▶ **YOUR INSTRUCTIONS**
Print every entry exactly as it appears, but skip the pictures.

# # # #

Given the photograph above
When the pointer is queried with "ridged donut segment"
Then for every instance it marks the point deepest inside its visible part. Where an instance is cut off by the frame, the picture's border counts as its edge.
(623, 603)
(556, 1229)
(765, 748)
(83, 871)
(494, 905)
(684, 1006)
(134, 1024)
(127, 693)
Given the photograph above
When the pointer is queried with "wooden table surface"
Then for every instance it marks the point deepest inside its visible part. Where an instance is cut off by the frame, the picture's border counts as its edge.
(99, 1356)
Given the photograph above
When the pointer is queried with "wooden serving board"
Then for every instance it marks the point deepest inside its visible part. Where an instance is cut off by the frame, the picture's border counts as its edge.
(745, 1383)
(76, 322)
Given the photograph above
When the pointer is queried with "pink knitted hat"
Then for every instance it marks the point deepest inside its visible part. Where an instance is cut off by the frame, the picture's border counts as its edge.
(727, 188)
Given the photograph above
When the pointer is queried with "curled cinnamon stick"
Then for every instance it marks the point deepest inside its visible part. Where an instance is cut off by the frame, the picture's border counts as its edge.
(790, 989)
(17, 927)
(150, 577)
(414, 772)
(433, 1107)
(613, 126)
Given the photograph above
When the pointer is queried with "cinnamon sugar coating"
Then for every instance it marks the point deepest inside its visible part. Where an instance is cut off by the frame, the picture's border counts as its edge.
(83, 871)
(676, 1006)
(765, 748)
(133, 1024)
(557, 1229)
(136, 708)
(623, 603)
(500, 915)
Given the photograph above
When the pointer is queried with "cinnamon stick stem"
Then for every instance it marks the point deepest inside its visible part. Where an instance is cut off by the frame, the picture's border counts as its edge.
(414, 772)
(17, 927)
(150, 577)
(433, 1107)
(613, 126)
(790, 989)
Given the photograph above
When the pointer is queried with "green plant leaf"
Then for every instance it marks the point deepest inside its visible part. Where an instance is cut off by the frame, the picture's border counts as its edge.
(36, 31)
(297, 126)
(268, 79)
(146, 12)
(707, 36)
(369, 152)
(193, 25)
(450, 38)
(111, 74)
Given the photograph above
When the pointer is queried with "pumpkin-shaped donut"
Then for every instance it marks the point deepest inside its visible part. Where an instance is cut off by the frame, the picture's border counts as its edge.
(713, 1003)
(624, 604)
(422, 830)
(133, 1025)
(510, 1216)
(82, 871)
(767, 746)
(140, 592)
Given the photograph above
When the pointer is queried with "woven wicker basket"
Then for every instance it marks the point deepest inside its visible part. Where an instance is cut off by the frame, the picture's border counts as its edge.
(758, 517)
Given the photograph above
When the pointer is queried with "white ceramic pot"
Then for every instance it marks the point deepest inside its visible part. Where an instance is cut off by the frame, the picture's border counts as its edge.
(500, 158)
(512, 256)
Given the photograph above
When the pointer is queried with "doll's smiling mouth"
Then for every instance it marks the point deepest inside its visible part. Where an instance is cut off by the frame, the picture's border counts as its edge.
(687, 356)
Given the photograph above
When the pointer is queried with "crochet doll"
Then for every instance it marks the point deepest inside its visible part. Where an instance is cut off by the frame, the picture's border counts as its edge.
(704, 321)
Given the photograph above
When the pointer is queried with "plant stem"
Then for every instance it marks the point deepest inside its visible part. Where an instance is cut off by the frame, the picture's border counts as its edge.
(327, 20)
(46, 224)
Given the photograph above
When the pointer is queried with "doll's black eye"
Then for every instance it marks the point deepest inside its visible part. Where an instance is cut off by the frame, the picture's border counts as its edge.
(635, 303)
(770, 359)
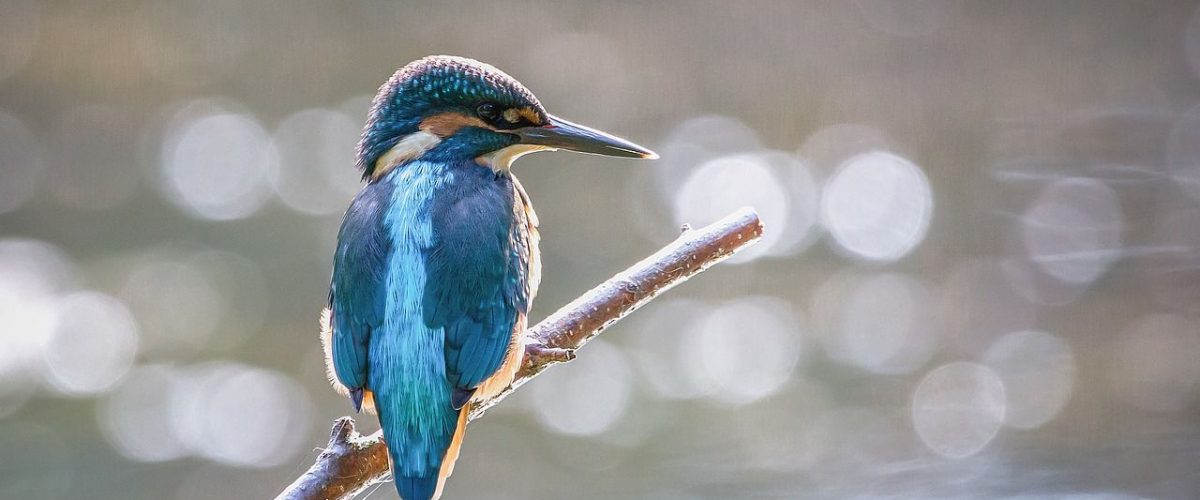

# # # #

▶ **RESPONSE**
Given the photograph above
When the pointer is queried with "ridged donut segment"
Then for every instance it marks the point deepest inside its visible part. Where an instance is cut off by the frame, the picture's border counts as its edge.
(623, 603)
(556, 1229)
(765, 748)
(83, 871)
(494, 905)
(684, 1006)
(134, 1024)
(127, 693)
Given the photograph above
When the pointer is queried with "wooden table surface"
Then for every instance it marks the point deepest inside its visible part. Where an instance is cut off by the frame, the picture's border counts as its edge.
(99, 1356)
Given the photograph above
When the pointer is queried with "wooden serving board"
Then for every instance it marks the point deepest inside its visible part. Where an instance is cut off by the frame, the picture's border counts as its edge.
(745, 1383)
(76, 322)
Given the photograph above
When the pointer is queried with "pink knitted hat"
Then for every instance it marks the point deepest inside its visible part. Where an instance is cut off by the frame, the picture's border counts as its edge.
(727, 188)
Given the photograph above
When the pointer is queried with "curled cinnamon stick"
Then for every instance it marks the point deepest inside its visible part. Where an instance is cut off by the frame, the picture's border counts as its edge.
(790, 989)
(17, 927)
(150, 577)
(414, 772)
(433, 1107)
(613, 126)
Given the photograph above
When the pointer is queried with "cinnamon sugar coating"
Then for every instance it marks the point deepest inside its visible part. Where an instance is cut off by the frame, the picture's border counts as its edge.
(83, 871)
(676, 1006)
(765, 748)
(133, 1024)
(557, 1229)
(136, 708)
(623, 603)
(500, 915)
Given the photograph above
When the pointer is queried with "cinnamon stick stem"
Then for every instance it marks the point deepest inside its visible part. Where an instance is cut off by the frame, the picture's border counts as its edge.
(414, 772)
(17, 927)
(150, 577)
(433, 1107)
(613, 126)
(790, 989)
Given the photograph above
When the pointer is queried with "green plant leaf"
Then for every instance it marks the point deepest inside its visible part. Where an instance is cut off by the frame, the picture's border counts as its edge.
(36, 31)
(297, 126)
(268, 79)
(146, 12)
(707, 36)
(369, 152)
(193, 25)
(450, 38)
(111, 74)
Given the photograph above
When the pointer is queried with "pumpkin-shaped donut"
Then for every instance it marks the point deepest inside its visible part. Where an instance is cut off by the frame, the picture's border counts as its edge.
(713, 1003)
(624, 604)
(422, 830)
(133, 1025)
(510, 1216)
(82, 871)
(767, 746)
(140, 592)
Given the photograph above
When the pointer is queried with "woven wicker basket"
Then for every instance it marks the point deepest inside its visible part. Where an instance is cut off by the frame, the picture's border counts as its edge.
(758, 517)
Given the photograph above
When the pointer is queried with "white ceramic pot"
Then for every instance it marks the point deepest inside its visible part. Where an instance is cut off by the frame, the picture's border counts as its edge.
(500, 158)
(512, 256)
Given the photograph above
When the pointer is queried with "doll's smiling mouth"
Then for every instance it marks the point deepest inside its visible part. Where an instance is cut off by the frame, the picture's border counts as its edge.
(687, 356)
Given the photograph above
When the pointer is queried with "crochet doll"
Then for every instance it marks the point deepest inside its visible part. Where an instance is cut off by the frame, the picture's border counts as its edge.
(704, 321)
Given the photograph above
When the pointer is queried with "plant stem"
Then for every instance it marks the point deepest inside its visible part. Where an instance is cut off by the frame, the picture's border counts as its edge.
(327, 20)
(46, 224)
Given the photograph above
When the pointer is queried with "doll's black eye"
Then for every instance it marks the point deepest inside its visible part. Where an instance is cut off by the frame, the picture's border counts as its edge.
(635, 303)
(770, 359)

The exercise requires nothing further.